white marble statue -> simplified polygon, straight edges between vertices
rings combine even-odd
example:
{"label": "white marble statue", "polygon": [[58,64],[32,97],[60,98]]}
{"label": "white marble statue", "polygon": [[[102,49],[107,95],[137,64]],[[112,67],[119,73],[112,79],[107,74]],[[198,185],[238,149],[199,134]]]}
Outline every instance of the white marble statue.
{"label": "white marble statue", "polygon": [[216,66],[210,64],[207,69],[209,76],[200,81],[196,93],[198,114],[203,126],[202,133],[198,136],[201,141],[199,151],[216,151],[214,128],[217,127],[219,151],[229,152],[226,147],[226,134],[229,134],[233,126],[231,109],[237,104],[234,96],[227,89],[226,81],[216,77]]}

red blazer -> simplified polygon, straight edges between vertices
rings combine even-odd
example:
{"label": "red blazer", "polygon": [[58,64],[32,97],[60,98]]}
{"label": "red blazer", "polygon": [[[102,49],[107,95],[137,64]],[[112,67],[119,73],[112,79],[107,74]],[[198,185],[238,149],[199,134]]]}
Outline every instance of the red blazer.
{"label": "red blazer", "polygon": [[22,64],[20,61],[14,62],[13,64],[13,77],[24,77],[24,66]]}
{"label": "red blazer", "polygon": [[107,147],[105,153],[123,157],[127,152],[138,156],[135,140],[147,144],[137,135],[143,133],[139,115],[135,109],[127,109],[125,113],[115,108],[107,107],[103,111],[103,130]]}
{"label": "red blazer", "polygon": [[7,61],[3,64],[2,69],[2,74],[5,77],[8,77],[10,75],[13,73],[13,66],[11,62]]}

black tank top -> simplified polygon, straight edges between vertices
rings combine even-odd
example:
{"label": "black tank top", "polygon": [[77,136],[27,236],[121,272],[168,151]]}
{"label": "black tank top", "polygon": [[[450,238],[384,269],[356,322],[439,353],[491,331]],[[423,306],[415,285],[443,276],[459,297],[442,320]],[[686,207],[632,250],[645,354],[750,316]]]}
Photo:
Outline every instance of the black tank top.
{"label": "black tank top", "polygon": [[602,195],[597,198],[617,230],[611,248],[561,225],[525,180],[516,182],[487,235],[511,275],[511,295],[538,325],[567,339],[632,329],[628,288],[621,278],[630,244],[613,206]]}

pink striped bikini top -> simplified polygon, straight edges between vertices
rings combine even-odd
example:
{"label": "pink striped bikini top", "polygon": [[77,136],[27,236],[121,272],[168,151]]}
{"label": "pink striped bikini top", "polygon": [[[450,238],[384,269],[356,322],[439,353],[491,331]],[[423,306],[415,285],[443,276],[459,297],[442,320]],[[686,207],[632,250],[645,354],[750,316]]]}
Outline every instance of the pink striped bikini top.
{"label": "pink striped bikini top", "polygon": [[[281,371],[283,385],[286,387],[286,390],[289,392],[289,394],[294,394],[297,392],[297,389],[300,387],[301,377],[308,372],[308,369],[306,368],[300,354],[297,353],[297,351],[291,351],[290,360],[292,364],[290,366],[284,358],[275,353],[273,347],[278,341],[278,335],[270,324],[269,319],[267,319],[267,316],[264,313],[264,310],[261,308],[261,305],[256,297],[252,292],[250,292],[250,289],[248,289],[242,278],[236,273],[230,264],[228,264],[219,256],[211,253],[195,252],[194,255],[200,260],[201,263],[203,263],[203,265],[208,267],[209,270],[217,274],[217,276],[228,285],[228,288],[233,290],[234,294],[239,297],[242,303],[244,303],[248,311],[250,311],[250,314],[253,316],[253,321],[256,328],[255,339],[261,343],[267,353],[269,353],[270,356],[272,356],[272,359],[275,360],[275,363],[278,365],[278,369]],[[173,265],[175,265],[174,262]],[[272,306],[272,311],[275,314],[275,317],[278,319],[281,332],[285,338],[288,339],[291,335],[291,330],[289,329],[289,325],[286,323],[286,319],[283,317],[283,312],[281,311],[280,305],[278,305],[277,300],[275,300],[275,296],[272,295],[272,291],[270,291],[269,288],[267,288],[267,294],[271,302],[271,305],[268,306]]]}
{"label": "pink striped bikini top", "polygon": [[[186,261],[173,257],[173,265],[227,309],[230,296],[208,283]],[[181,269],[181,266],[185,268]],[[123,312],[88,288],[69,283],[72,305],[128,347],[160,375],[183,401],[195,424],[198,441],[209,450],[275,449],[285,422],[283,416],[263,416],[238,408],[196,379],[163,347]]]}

**WHAT YOU HAVE TO DO**:
Which lines of the data above contain the word "black"? Extract each of them, matching case exactly.

**SOLVED PROBLEM**:
black tank top -> simplified polygon, straight edges between vertices
{"label": "black tank top", "polygon": [[77,136],[27,236],[121,272],[168,151]]}
{"label": "black tank top", "polygon": [[[450,238],[384,269],[356,322],[439,353],[491,331]],[[423,306],[415,285],[443,276],[459,297],[442,320]],[[686,207],[632,250],[645,354],[750,316]]]}
Outline every instance of the black tank top.
{"label": "black tank top", "polygon": [[602,195],[597,198],[617,230],[611,248],[561,225],[525,180],[516,182],[487,235],[511,275],[511,295],[538,325],[567,339],[632,329],[628,288],[621,278],[630,244],[613,206]]}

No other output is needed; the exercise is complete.